THE PROBLEM ▸ A word-for-word copy of the entries, with images excluded, is the expected answer.
+++
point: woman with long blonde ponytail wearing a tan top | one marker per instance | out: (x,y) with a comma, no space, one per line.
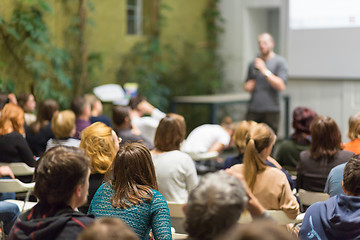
(268,184)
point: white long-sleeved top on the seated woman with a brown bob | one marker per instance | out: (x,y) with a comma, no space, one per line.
(176,175)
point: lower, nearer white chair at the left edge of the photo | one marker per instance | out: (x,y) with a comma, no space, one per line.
(15,185)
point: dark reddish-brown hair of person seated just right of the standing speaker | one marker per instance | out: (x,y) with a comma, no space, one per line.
(302,118)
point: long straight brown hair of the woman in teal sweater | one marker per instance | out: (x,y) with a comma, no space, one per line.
(132,176)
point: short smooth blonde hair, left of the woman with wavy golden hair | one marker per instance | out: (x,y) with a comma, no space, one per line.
(63,123)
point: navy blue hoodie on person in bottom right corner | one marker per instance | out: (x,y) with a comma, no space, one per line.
(336,218)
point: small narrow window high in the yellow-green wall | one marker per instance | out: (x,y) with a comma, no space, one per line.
(134,17)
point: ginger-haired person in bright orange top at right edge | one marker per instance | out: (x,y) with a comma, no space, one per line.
(353,134)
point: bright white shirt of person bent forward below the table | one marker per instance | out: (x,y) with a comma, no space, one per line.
(203,137)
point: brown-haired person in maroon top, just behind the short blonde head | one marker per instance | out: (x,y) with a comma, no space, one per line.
(82,111)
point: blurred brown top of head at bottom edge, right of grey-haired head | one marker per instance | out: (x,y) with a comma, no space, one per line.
(259,230)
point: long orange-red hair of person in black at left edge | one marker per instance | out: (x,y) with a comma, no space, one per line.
(12,119)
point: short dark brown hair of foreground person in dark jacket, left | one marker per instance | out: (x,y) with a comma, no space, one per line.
(58,173)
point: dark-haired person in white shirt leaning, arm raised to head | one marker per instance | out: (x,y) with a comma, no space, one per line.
(145,124)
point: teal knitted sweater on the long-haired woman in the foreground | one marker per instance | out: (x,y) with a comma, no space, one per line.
(141,218)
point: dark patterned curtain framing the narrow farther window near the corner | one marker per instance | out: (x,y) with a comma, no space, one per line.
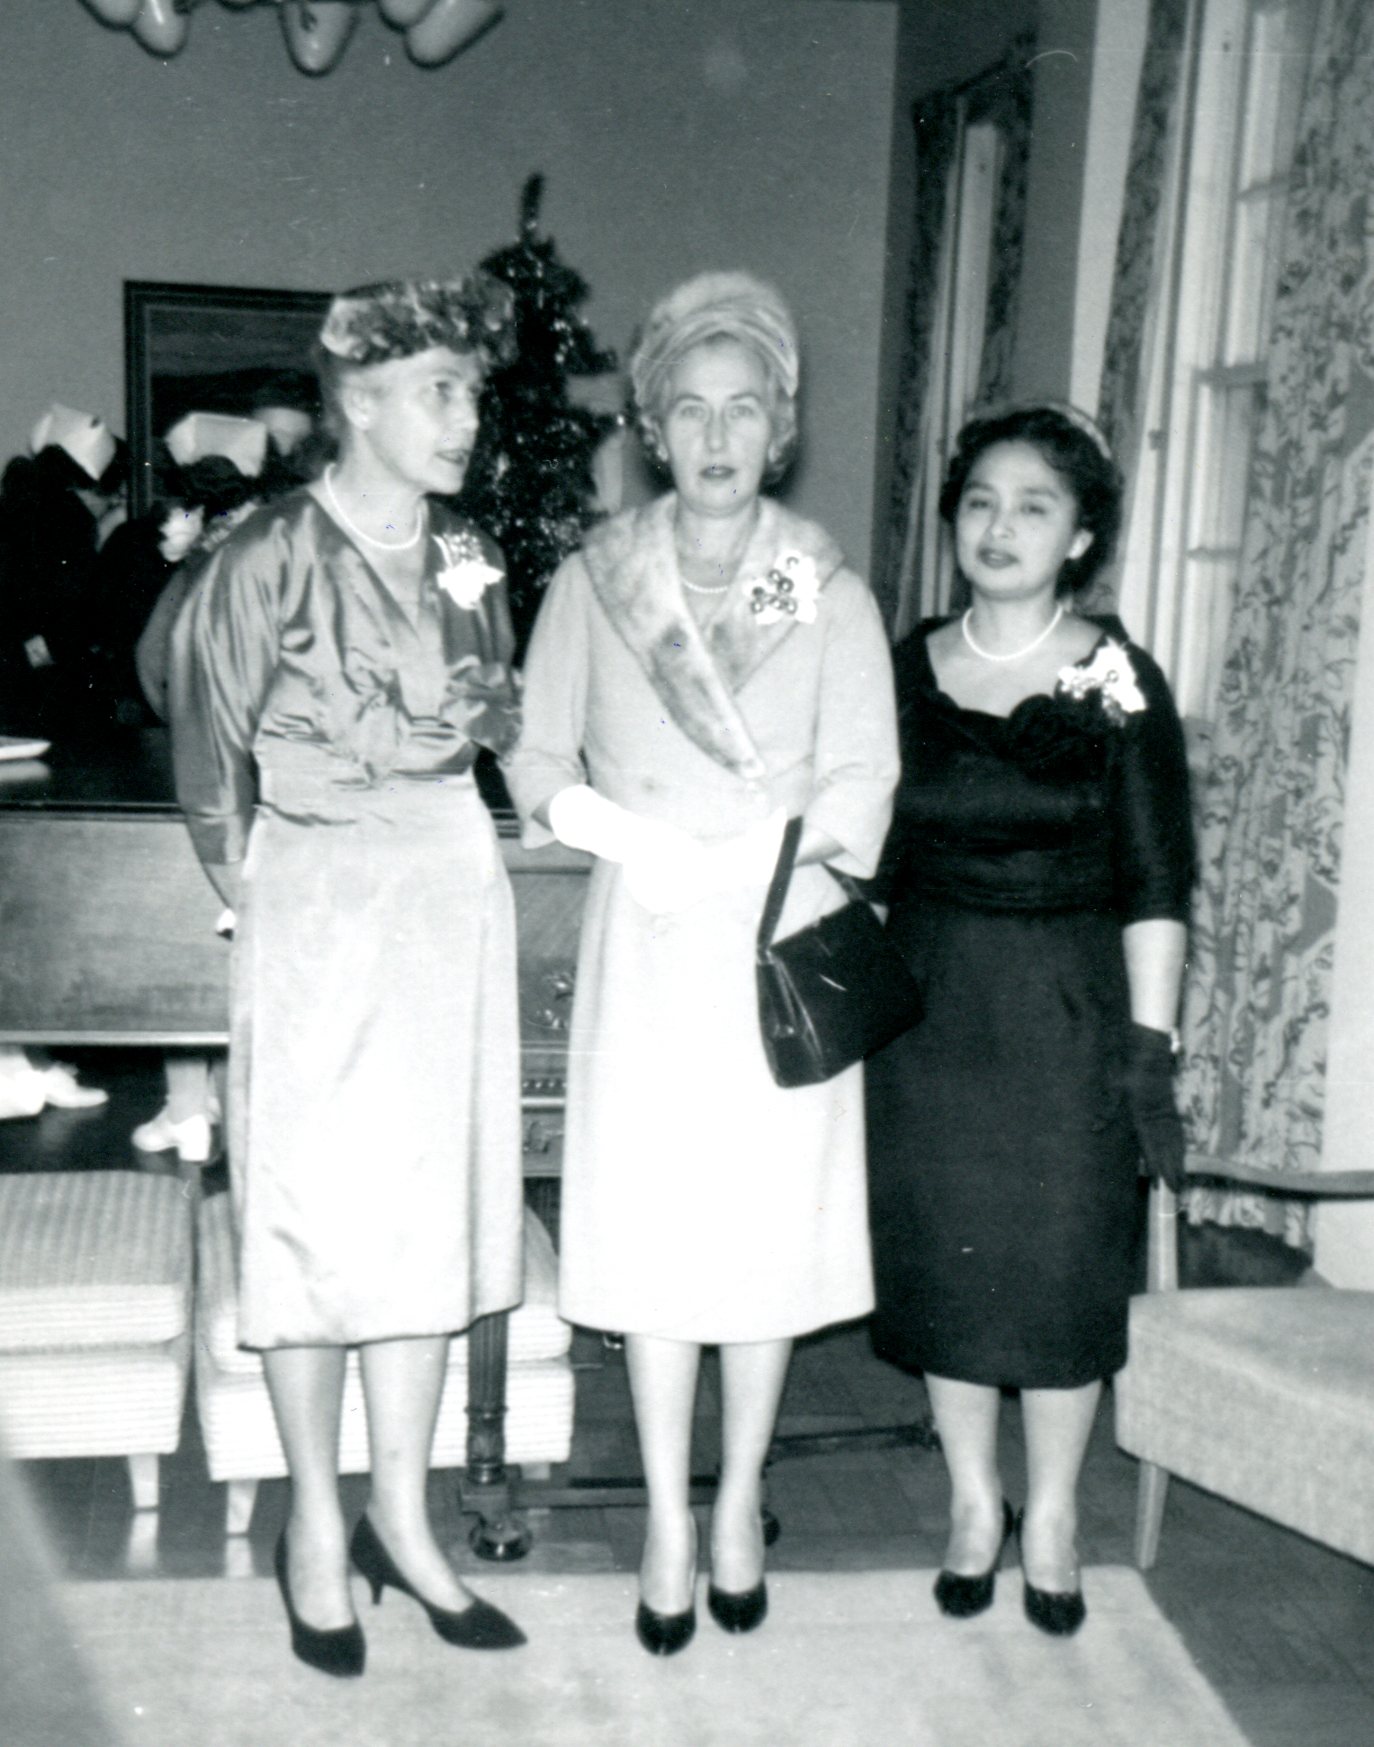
+++
SOLVED PROBLEM ▸
point: woman with long blonde ponytail wearing a tan top | one marker per instance | out: (x,y) with a comma, no space, one per line.
(268,184)
point: white long-sleeved top on the seated woman with a brown bob | one marker per instance | out: (x,y) with a comma, no space, one per line.
(176,175)
point: lower, nearer white chair at the left edge of the photo | one marker per instance | out: (x,y) with a comma, no space, one per line.
(15,185)
point: dark reddish-brown hair of person seated just right of the standing speaker | one marker per instance | out: (x,y) with a comma, no space, one per line.
(302,118)
point: long straight brown hair of the woman in teal sweater | one marker per instance | out: (x,y) with a comma, no space, one per line.
(132,176)
point: short smooth blonde hair, left of the woman with wavy golden hair | one marker per instance | out: (x,y) with a comma, no space, one per line.
(63,123)
point: navy blue hoodie on person in bottom right corner | one marker per instance | out: (x,y) with a comma, no space, one per line.
(336,218)
point: small narrow window high in the yellow-green wall | one marker per instance | out: (x,y) with a comma, no space, one per line.
(134,17)
point: ginger-haired person in bright orange top at right edge | one marker per instance | out: (x,y) with a comma, no space, one per line.
(353,134)
point: bright white shirt of person bent forward below the table | one marker per instance | out: (x,y) with a comma, no space, one per line.
(203,137)
point: brown-haired person in maroon top, just behind the short blonde head | one marker per instance | out: (x,y) with a comma, no space, one per line.
(82,111)
point: blurred brown top of head at bottom edge, right of grey-haired head | one marker per instance | out: (x,y) with a comma, no space, one per line.
(259,230)
point: long orange-red hair of person in black at left edge | one marker per instance | out: (x,y) with a comma, no space, one per line.
(12,119)
point: short dark brown hair of foreground person in dark jacket, left | one marker per instance | out: (x,y) with a comma, no space, one per line.
(58,173)
point: dark-haired person in white shirt leaning, arm raised to head | one marker per instance | out: (x,y) with a comma, no space, one per line.
(145,124)
point: teal knitted sweater on the long-haired woman in the foreground | one marker per instance | out: (x,y) with a comma, no space, one per line.
(141,218)
point: dark patterned curtain framing the narrow farther window near the corner | one marker per instance | out: (x,y) with a comma, no space, one per line.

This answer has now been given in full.